_WHAT YOU ARE ASKED TO DO_
Please return the lines of the data that contain "tree".

_DATA_
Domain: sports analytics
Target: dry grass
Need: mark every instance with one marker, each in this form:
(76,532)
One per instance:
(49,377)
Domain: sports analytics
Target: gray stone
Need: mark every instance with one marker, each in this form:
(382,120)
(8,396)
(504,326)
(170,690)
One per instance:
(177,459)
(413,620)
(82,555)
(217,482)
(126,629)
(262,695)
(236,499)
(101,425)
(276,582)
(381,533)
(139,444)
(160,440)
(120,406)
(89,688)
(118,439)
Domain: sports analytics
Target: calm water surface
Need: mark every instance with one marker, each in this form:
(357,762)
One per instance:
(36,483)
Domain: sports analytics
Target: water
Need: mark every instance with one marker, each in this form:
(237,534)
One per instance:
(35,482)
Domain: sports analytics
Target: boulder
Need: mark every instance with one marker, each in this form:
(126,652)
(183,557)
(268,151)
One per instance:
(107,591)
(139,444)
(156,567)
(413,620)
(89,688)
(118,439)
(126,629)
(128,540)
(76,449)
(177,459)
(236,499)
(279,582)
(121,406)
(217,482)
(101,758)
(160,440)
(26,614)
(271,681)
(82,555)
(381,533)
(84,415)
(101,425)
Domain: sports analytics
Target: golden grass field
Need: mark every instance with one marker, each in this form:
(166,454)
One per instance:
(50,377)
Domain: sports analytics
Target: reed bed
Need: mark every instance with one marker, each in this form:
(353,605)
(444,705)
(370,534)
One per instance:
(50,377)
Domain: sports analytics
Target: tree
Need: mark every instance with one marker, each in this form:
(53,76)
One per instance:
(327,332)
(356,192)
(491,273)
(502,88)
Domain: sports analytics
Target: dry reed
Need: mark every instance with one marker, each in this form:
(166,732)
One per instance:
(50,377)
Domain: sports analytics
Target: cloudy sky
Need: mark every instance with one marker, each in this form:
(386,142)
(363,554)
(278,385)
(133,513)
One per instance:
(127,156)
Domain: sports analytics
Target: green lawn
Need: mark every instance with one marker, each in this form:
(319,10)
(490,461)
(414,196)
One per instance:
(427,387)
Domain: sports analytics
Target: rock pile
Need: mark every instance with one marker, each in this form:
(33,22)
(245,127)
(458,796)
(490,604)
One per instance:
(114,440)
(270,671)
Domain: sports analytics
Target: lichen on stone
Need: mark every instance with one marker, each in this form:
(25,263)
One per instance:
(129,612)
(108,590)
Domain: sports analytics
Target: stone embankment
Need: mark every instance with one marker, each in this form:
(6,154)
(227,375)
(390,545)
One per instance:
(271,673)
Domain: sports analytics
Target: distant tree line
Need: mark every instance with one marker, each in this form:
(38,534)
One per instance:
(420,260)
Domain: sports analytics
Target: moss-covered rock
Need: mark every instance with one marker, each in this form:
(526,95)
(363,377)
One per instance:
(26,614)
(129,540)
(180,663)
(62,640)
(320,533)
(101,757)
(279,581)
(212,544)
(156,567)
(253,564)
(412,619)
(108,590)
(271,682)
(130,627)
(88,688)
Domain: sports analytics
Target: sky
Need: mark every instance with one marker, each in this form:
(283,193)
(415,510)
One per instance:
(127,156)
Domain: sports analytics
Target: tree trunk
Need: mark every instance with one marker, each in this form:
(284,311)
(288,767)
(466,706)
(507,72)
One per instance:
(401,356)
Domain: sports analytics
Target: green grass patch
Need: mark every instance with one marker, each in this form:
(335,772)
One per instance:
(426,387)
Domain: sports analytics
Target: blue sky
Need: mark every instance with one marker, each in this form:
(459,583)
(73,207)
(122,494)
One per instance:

_EXPECTED ANSWER_
Target: tree
Target: distant tree line
Target: tree trunk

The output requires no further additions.